Task details: Copy every line below precisely, leaving nothing out.

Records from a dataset
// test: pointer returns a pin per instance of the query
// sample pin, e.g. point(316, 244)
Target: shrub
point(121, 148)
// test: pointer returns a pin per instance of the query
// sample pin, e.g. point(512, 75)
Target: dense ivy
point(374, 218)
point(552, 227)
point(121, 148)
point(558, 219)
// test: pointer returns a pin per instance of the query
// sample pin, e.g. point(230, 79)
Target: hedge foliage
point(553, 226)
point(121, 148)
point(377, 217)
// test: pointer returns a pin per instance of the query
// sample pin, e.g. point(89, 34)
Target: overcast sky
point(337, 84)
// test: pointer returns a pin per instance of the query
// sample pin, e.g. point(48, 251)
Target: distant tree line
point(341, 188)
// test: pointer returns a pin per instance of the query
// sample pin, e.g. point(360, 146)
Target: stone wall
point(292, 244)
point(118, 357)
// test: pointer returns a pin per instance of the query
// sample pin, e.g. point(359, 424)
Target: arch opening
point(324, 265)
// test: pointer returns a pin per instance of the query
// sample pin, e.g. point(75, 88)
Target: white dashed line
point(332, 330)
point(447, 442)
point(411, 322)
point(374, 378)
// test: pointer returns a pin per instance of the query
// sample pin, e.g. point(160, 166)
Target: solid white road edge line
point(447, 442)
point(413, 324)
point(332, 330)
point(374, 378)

Task response:
// test: pointer returns a pin per instance of the query
// sample pin, e.g. point(316, 244)
Target: shrub
point(121, 148)
// test: pointer returns a pin per instance of the query
// sample pin, e.g. point(512, 75)
Target: dense ivy
point(374, 218)
point(552, 227)
point(121, 148)
point(558, 219)
// test: pointer returns a pin per instance of the query
// sample pin, e.g. point(230, 79)
Target: hedge foliage
point(553, 226)
point(121, 148)
point(377, 217)
// test: pointer returns a pin per instance of the query
// sample pin, e.g. point(89, 34)
Target: overcast sky
point(337, 84)
// test: pointer returns a pin per instance of the query
// sample pin, e.g. point(48, 251)
Target: distant tree line
point(341, 188)
// test: pointer returns a pin per instance of the query
// sample pin, e.g. point(360, 146)
Target: stone wall
point(292, 244)
point(118, 357)
// test: pointer returns a pin per instance of the query
// sample pin, e.g. point(359, 424)
Target: arch opening
point(324, 265)
// test: pointer returns a pin per instance of the query
// sample pin, e.g. point(75, 88)
Target: white dashed line
point(332, 330)
point(447, 442)
point(411, 322)
point(374, 378)
// test: pointer returns a pin per instance of the query
// sample pin, e.g. point(160, 166)
Target: solid white road edge line
point(447, 442)
point(413, 324)
point(332, 330)
point(374, 378)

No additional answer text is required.